**Document text:**
★ ★ ★ ★
Exhibit 10(b)
EMPLOYMENT
AGREEMENT
THIS EMPLOYMENT AGREEMENT (the
“Agreement”) dated as of January 10, 2002, between
First Century Bankshares, Inc. (the “Company”), and
Byron K. Satterfield (the “Executive”),
provides:
1. Employment and
Term.
(a) The Company shall employ the
Executive part-time to perform for First Century Bank, National
Association (the “Bank”) various banking services
similar and related to those he has performed heretofore with the
title and duties set forth in Section 2 below beginning on the date
set forth above and continuing through April 1, 2004, subject to
Section 1(c) below (the “Term”).
(b) Subject to Section 1(c) below,
beginning on April 2, 2004 and continuing until April 1, 2009 (the
“Consulting Period”), the Company shall retain
Executive part-time as a consultant for the Bank performing tasks
as set forth in Section 2(c) below.
★ ★ ★ ★
Entries from a dataset:
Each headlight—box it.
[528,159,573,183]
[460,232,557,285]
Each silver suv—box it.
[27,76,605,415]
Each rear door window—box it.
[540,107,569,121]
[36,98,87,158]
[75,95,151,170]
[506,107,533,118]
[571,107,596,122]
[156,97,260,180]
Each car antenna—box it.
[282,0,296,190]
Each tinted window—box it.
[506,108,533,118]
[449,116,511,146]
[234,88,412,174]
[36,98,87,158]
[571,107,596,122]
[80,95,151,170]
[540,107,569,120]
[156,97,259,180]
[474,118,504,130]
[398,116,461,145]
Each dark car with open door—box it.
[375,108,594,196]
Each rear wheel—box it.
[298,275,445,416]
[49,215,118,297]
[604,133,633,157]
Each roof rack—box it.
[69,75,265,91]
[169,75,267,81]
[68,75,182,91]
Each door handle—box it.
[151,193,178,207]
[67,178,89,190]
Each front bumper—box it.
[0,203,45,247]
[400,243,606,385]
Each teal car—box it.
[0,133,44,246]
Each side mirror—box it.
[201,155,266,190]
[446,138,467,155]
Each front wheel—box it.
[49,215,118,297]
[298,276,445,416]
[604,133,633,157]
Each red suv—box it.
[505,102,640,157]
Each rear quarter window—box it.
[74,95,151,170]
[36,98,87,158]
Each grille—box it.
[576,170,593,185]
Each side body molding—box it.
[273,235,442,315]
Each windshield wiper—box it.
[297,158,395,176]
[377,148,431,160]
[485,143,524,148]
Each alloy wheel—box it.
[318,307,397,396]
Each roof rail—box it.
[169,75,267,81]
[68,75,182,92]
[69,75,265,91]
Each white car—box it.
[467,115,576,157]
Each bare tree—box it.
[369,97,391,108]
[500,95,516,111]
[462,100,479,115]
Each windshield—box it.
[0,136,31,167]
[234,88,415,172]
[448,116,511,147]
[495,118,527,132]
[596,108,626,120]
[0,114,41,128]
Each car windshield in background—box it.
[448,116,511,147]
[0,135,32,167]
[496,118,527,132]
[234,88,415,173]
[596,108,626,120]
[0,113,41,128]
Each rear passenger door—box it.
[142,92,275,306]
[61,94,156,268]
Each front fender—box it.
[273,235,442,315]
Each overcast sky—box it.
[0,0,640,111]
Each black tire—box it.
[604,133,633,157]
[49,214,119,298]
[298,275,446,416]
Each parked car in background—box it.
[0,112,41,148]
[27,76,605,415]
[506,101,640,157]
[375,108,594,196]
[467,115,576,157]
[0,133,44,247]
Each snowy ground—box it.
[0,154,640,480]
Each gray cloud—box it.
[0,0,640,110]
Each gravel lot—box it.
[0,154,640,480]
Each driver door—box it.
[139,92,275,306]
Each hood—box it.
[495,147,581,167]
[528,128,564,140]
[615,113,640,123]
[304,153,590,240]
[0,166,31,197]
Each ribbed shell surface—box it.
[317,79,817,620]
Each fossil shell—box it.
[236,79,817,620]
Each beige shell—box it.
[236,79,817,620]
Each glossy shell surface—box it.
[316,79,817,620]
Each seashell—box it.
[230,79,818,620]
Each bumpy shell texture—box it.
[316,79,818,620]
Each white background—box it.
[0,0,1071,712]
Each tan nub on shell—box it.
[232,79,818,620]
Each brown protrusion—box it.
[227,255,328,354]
★ ★ ★ ★
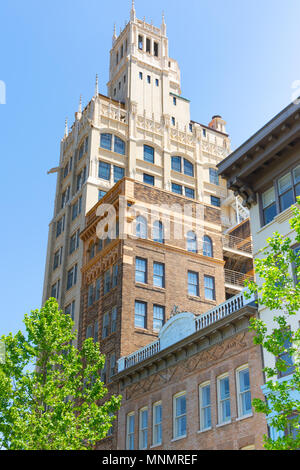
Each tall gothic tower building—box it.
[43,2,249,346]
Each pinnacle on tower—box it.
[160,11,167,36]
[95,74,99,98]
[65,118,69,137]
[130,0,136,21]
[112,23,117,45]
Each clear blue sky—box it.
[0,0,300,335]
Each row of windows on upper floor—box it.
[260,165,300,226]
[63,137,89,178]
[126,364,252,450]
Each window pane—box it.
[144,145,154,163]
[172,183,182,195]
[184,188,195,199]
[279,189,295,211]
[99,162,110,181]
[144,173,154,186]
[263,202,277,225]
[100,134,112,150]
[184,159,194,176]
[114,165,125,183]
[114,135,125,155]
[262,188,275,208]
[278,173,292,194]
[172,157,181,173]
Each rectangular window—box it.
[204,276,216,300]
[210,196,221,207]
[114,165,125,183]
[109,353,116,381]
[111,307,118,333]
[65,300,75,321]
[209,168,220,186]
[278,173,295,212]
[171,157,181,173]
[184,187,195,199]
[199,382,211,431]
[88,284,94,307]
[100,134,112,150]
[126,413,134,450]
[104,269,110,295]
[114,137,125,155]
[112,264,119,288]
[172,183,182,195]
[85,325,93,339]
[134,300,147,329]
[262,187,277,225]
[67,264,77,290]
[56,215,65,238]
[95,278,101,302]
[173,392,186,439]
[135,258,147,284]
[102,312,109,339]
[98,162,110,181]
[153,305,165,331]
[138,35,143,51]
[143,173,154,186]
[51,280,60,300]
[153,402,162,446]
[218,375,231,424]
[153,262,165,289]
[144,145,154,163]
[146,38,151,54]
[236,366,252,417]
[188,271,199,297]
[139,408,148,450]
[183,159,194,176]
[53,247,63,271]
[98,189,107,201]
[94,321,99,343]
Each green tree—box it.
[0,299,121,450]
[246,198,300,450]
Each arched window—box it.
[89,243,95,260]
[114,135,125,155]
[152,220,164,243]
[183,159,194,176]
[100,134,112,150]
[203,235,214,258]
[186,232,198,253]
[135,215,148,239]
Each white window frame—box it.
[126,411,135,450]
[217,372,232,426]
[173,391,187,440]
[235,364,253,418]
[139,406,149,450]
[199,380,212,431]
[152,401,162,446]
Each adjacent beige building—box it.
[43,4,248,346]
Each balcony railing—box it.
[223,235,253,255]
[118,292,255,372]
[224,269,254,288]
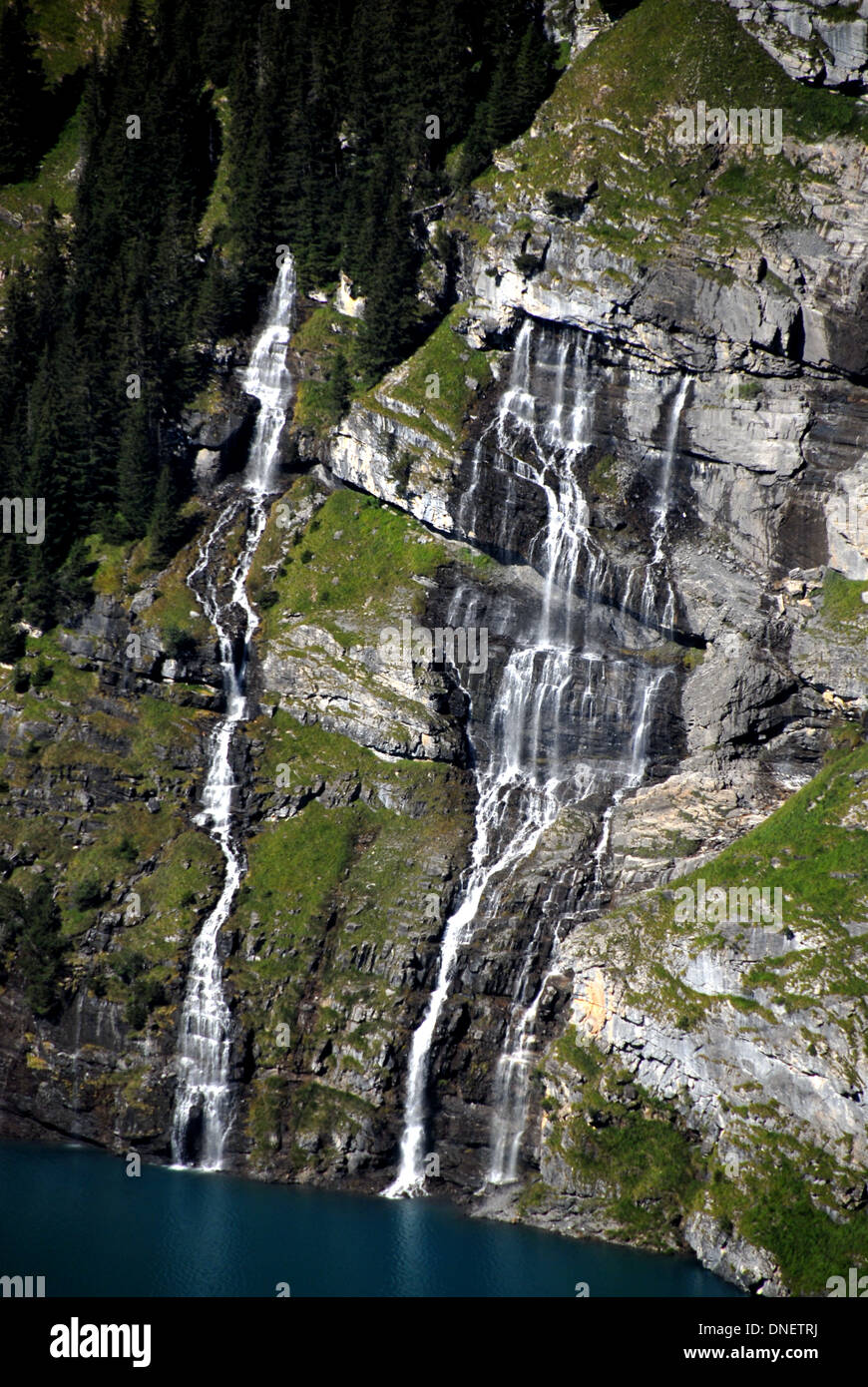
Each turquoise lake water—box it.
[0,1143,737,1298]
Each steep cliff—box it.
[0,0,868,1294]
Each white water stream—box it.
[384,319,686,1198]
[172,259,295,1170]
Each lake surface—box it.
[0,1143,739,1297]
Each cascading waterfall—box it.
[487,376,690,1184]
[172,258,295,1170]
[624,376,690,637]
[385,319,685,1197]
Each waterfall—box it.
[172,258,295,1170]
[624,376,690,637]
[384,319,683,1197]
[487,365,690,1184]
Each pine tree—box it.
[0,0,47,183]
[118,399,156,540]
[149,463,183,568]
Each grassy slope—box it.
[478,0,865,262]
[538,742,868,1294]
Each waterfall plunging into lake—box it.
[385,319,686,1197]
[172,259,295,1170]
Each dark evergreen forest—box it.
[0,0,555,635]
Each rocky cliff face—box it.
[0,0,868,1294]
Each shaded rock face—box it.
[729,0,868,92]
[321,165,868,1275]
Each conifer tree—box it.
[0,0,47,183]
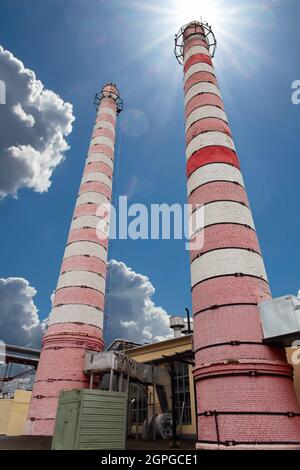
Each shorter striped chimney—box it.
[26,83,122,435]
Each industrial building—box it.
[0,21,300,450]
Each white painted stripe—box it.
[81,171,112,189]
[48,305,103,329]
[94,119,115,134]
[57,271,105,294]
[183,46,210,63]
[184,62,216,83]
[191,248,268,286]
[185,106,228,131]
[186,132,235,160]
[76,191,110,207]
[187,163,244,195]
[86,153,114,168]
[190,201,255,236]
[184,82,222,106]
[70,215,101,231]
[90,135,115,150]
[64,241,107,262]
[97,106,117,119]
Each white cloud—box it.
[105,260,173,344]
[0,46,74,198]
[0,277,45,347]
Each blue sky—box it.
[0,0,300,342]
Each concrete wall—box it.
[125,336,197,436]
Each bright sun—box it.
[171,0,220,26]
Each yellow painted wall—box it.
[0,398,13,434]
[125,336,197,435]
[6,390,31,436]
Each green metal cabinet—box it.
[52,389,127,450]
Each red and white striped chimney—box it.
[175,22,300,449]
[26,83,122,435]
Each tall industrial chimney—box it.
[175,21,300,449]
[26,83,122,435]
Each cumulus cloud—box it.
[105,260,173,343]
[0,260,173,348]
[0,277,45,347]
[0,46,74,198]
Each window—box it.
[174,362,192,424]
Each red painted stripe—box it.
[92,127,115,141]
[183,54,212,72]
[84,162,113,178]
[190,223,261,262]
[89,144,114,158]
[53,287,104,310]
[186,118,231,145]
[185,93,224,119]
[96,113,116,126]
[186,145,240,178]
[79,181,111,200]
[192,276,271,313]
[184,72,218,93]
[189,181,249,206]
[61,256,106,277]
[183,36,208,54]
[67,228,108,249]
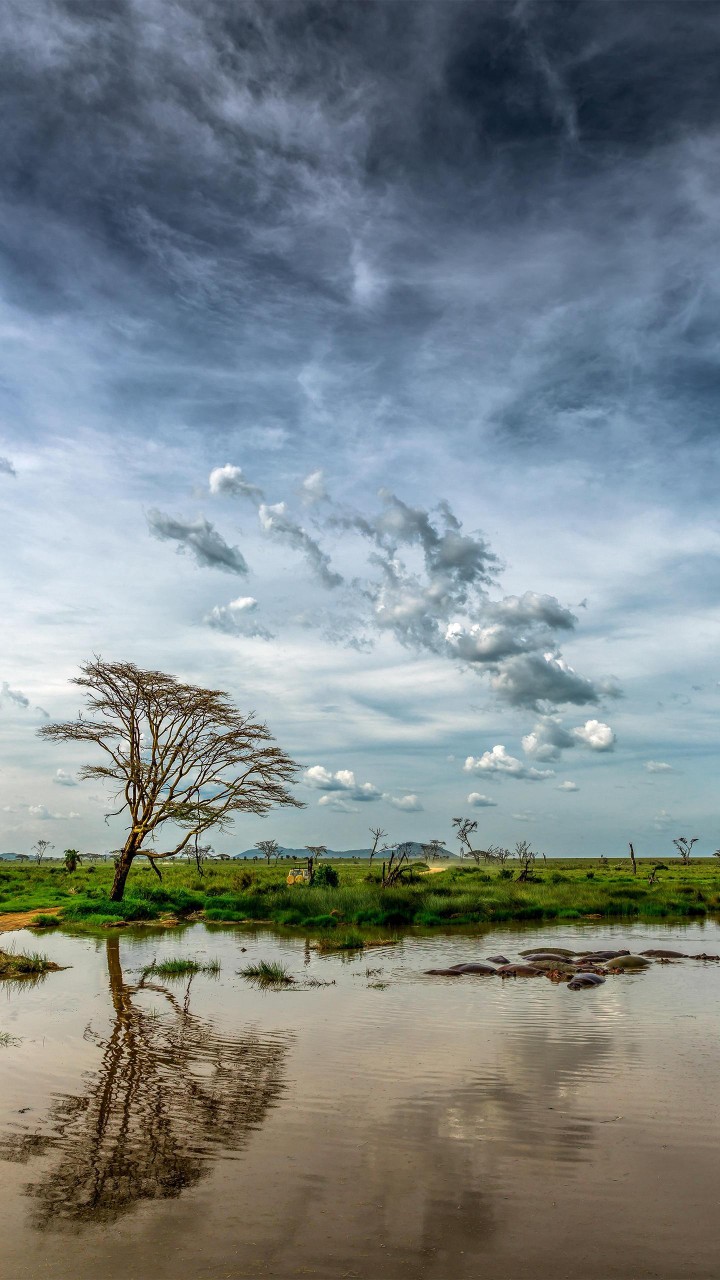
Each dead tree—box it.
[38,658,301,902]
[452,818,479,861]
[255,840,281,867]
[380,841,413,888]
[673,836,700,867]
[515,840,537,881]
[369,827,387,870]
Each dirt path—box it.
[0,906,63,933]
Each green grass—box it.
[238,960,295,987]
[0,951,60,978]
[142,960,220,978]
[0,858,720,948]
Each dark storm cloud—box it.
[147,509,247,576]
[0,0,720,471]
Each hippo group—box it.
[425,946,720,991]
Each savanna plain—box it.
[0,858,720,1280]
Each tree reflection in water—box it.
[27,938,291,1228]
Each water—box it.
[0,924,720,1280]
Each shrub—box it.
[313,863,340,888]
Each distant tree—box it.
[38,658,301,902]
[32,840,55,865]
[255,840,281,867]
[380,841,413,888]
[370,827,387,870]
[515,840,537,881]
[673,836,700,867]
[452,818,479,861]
★ ★ ★ ★
**Goal of the exercise:** Copy the employment agreement text starting with "(a) The Company" and going on through "Section 2(c) below.", replacing "part-time" with "full-time" wherever it occurs.

**Exercise solution:**
(a) The Company shall employ the
Executive full-time to perform for First Century Bank, National
Association (the “Bank”) various banking services
similar and related to those he has performed heretofore with the
title and duties set forth in Section 2 below beginning on the date
set forth above and continuing through April 1, 2004, subject to
Section 1(c) below (the “Term”).
(b) Subject to Section 1(c) below,
beginning on April 2, 2004 and continuing until April 1, 2009 (the
“Consulting Period”), the Company shall retain
Executive full-time as a consultant for the Bank performing tasks
as set forth in Section 2(c) below.